WHAT YOU WILL DO |
All of the data is to be set down again without any alteration.

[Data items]
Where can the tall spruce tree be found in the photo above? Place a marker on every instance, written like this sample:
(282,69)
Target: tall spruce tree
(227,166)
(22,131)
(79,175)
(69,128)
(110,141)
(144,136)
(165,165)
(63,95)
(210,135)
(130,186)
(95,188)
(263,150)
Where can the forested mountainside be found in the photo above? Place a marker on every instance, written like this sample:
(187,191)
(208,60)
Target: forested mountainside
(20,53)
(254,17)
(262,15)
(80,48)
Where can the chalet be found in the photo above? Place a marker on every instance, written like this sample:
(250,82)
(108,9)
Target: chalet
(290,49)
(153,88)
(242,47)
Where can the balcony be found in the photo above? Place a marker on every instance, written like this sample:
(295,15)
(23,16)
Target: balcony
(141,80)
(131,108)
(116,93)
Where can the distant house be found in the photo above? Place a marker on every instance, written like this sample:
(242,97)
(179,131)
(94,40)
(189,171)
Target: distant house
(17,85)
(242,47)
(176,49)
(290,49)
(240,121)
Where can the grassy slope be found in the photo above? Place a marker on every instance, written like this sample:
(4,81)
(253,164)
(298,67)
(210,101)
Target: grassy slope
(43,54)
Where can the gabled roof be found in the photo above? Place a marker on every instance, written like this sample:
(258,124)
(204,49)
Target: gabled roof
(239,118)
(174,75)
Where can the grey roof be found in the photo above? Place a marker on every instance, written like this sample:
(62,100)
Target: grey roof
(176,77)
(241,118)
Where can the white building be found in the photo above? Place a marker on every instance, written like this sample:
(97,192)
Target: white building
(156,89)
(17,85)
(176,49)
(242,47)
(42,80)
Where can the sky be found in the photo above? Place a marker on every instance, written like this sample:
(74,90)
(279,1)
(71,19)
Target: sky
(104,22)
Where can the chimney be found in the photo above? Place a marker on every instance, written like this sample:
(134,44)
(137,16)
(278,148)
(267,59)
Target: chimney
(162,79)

WRITTEN REPLY |
Where can the tall spruce tree be found in the photo above? Place a marker on every instance, written like this sample:
(282,69)
Target: tall spruce tree
(227,166)
(22,131)
(79,175)
(69,128)
(110,141)
(144,136)
(165,165)
(63,95)
(210,135)
(130,186)
(95,188)
(263,150)
Where can the forested mountainside be found in the photo above? Place a marker on every instance, written like this sample:
(187,191)
(208,60)
Target: forested mountainside
(20,53)
(254,17)
(262,15)
(80,48)
Where can the chalet be found in the photo above? Place a marker on every instance, written like this sample:
(250,82)
(108,9)
Target: chalet
(290,49)
(153,88)
(242,47)
Where can the balcony be found in the photo above? Place a marker on every instance, written like this sample:
(295,15)
(23,16)
Target: balcony
(141,80)
(131,108)
(116,93)
Where can the distant house be found in the photo above? Place a marker on every instance, written like this sample:
(242,97)
(179,131)
(94,40)
(189,171)
Target: distant house
(17,85)
(242,47)
(176,49)
(290,49)
(240,121)
Where can the grassy slope be found in the photo above? Place a marker on every instance, written like this sample:
(4,81)
(253,164)
(298,67)
(210,101)
Target: grassy slope
(43,54)
Where can the gabled roof be found in the photo above? Place a marker on every instance, written like this sample:
(258,124)
(204,49)
Target: gabled roof
(239,118)
(174,75)
Where can the grey roof be found in the photo above? Place a marker on every instance, written like this sample:
(62,100)
Target: grey roof
(176,77)
(241,118)
Where can the white building be found in the photo above? Place a marker on every instance, written like this sample:
(97,192)
Target: white building
(156,89)
(17,85)
(176,49)
(242,47)
(42,80)
Where can the sky be found in the photo above? Place a marker on every instance, written like this sample:
(74,90)
(279,1)
(71,19)
Target: sky
(104,22)
Where can the chimney be found in the photo above? Place a marker on every instance, written like this sample:
(134,44)
(137,16)
(278,148)
(267,59)
Target: chimney
(162,79)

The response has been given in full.